* Source text *
┌──

ADI Design Museum presents a monographic exhibition—accompanied by the publication of a catalog and made possible with the contribution of SEA Milan Airports—dedicated to the designer who made reformism the stylistic hallmark of his work.

Curated by Luciano Galimberti
Curatorial support and research coordination: Valentina Fisichella
Exhibition design: Alessandro Colombo, Paola Garbuglio

“Angelo Cortesi – A Life in Design” is the title of both the book and the exhibition, the first solo show dedicated to the figure and works of the architect (Asola, 1938 – Milan, 2020), from which the designer’s “militant” attitude immediately emerges, his commitment, his continuity in the name of design, and his desire to live life as a project in constant evolution, without pause, without end.

The works completed for the Far East, the Linate and Malpensa airports, the projects for Cadorna train station and the 18th International Triennale of Milan, as well as those related to living, working, and critical thinking, manifesto projects affirming new theories, the objects that inevitably accompanied him during his days outside the home, and the experiences shared with the extended ADI family—all come together in this presentation.

└──

* Dataset excerpts *

┌──

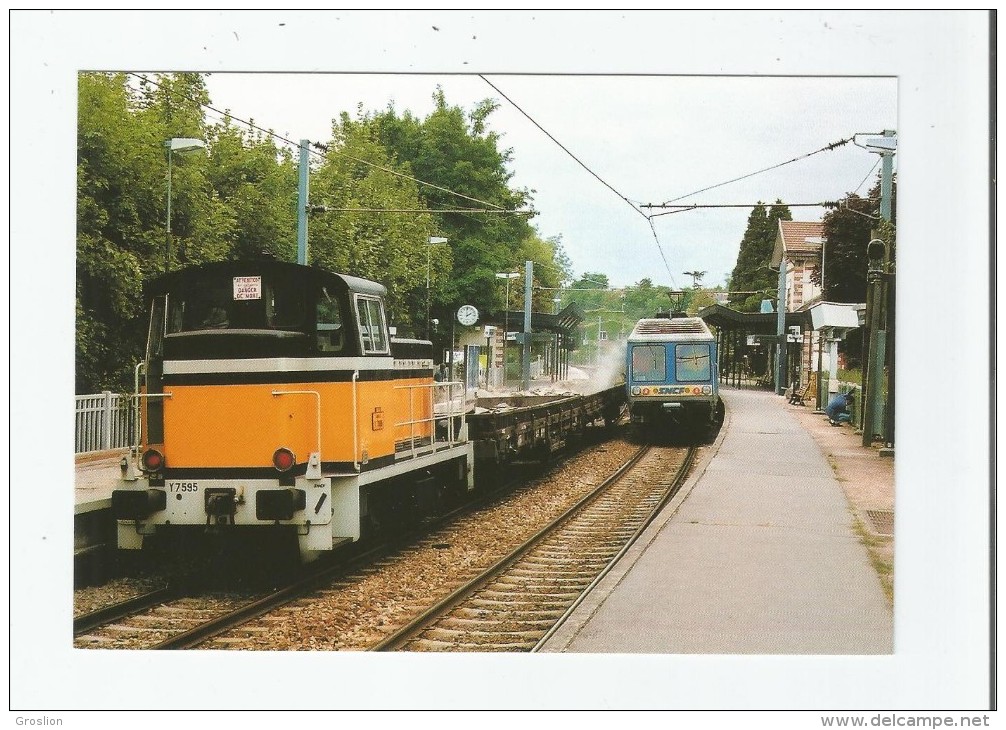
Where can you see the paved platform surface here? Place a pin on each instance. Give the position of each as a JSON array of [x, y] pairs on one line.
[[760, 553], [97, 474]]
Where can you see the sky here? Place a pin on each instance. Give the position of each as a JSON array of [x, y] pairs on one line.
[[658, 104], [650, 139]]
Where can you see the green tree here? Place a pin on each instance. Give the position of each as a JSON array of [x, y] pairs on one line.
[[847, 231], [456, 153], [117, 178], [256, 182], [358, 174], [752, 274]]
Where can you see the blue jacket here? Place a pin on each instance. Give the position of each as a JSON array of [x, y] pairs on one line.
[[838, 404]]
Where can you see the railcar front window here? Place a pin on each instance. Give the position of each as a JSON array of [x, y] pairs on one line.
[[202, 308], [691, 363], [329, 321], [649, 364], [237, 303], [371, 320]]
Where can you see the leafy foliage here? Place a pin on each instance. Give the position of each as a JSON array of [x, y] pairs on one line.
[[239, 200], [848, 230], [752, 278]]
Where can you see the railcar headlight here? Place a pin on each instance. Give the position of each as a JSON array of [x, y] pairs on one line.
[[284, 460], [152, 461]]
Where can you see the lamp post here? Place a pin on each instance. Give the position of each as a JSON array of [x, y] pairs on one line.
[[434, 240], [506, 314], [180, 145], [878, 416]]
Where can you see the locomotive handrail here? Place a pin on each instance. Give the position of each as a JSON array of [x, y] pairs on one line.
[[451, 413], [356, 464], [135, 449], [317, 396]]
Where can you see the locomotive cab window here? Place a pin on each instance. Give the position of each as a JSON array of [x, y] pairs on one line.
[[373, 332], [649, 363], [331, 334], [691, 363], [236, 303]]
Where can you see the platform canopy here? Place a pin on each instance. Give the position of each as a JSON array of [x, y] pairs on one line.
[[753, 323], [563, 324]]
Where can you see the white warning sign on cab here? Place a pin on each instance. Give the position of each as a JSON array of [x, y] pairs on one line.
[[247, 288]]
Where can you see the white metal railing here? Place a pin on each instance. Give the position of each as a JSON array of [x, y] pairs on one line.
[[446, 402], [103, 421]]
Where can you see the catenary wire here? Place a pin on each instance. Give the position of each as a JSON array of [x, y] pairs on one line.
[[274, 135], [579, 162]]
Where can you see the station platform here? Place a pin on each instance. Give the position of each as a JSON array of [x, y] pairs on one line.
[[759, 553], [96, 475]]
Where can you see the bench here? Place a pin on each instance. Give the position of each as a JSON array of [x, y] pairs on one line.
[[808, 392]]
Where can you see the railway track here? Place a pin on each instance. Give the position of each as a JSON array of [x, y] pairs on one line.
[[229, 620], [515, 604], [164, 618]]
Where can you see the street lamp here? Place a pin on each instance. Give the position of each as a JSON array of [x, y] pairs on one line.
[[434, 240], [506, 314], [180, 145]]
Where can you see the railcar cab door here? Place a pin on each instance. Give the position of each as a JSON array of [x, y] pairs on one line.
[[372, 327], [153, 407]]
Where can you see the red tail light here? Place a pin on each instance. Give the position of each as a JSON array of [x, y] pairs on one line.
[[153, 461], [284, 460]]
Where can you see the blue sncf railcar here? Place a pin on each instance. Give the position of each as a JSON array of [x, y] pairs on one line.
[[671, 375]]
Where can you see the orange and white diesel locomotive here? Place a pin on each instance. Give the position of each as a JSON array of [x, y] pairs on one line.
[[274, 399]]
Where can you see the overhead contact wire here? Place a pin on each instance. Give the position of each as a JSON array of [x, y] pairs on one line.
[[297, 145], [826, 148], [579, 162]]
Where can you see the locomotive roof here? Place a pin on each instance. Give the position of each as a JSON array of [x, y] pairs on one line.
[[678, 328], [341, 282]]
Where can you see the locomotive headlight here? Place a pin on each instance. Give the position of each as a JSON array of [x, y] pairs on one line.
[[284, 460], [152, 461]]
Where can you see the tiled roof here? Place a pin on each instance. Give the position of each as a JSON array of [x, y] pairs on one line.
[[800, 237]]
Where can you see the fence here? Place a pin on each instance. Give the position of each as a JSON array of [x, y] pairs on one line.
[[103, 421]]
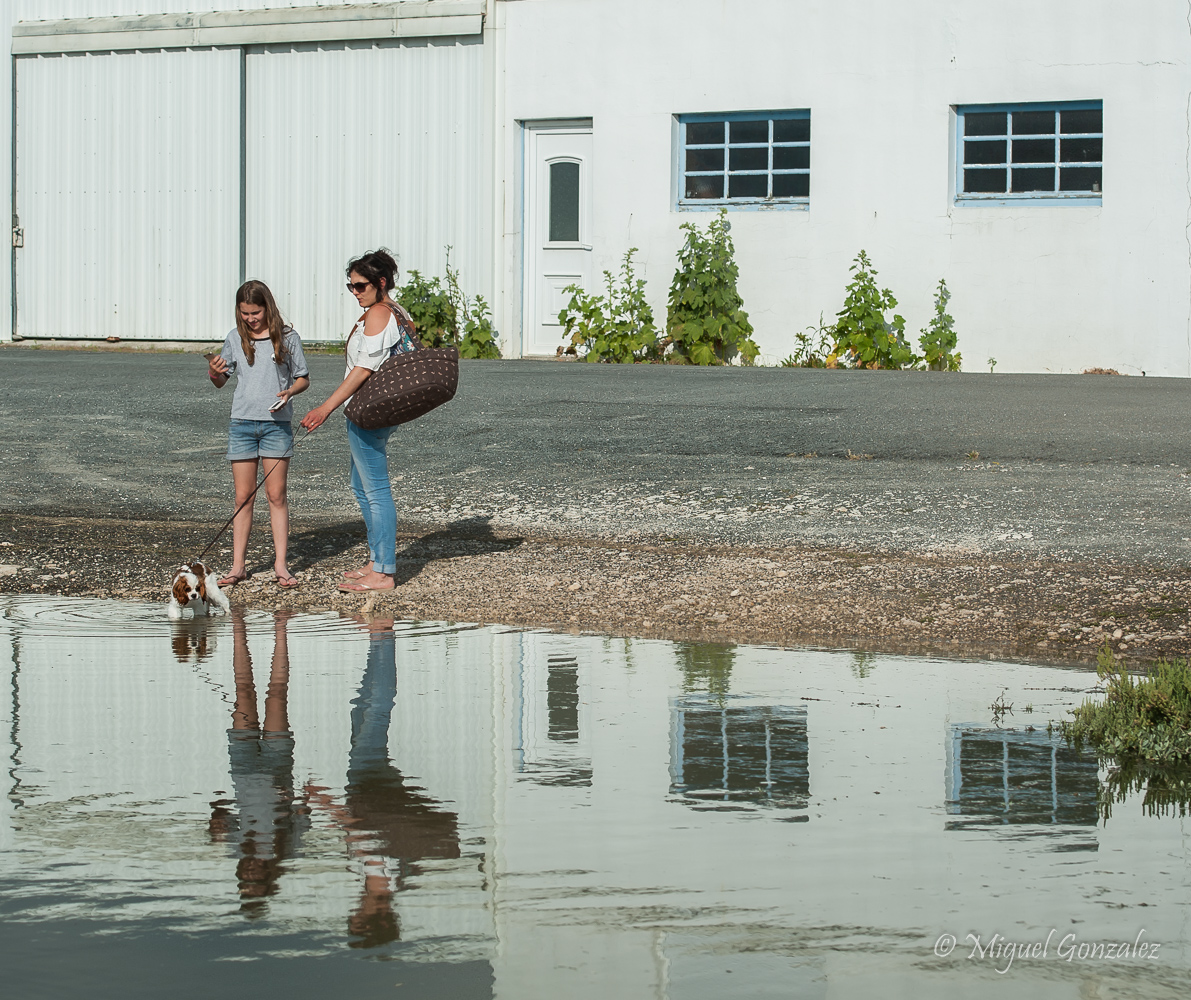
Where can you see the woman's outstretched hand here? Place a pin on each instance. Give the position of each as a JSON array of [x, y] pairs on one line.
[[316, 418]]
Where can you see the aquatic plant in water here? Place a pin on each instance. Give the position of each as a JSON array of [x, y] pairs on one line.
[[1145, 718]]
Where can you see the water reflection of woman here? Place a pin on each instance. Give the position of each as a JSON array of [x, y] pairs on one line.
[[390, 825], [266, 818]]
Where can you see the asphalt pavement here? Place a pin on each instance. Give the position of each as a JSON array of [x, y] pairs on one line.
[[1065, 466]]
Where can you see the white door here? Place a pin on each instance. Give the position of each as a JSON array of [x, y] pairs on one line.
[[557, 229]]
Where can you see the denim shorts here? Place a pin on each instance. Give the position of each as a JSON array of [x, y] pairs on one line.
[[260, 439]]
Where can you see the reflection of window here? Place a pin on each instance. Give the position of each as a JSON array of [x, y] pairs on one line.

└──

* Task requirements *
- a) Render this sentence from the Angelo Cortesi exhibition text in Italian: "ADI Design Museum presents a monographic exhibition—accompanied by the publication of a catalog and made possible with the contribution of SEA Milan Airports—dedicated to the designer who made reformism the stylistic hallmark of his work."
- b) Pick up the Angelo Cortesi exhibition text after its final sentence and keep writing it.

* Answers to each task *
- a) L'ADI Design Museum presenta una mostra monografica—accompagnata dalla pubblicazione di un catalogo e resa possibile grazie al contributo di SEA Milan Airports—dedicata al progettista che ha fatto del riformismo la cifra stilistica del proprio lavoro.

- b)
An unprecedented, circular connection between the world of personal relationships, political commitment, the pervasiveness of design, and the destiny of design itself: this is the philological structure guiding the conception of the book and exhibition, reconstructing and critically narrating the identity of one of the protagonists of Italian design culture, who until now had remained largely unexplored.

A project by ADI Design Museum – Museo del Compasso d’Oro, confirming its commitment to research, an essential foundation for generating cultural, social, and educational content aimed at both industry professionals and the general public, fostering new dialogues in the process of enhancing Italian design, which finds its privileged space here, amplified by the dialectical relationship with the active memory represented by the Historic Collection of the Compasso d’Oro Award.

The site-specific exhibition design by architect Alessandro Colombo reflects the two interpretative perspectives outlined by the curators: the first follows an anthology-based approach, built on a qualitative collection of Angelo Cortesi’s works and projects, grouped by specific thematic distinctions, organized according to typological or functional criteria, or classified by the location of the projects. On another level, the exhibition also takes the form of a retrospective, presenting a continuous narrative of the key biographical milestones of his life on a timeline that spans the entire exhibition space, connecting experiences and projects along the existential path of the protagonist, who is thereby placed back into his historical context.

On the exhibition islands, visitors can view original drawings, previously unseen models, products designed for companies, prototypes, posters, magazines, and photographs of Angelo Cortesi’s projects, all presented in their modern relevance. Like episodes of an ongoing present, these reveal the full awareness of a designer working for the future, managing to be impactful even in unconventional areas, affirming the centrality of design as a visionary and cross-disciplinary key to understanding multiple fields of knowledge.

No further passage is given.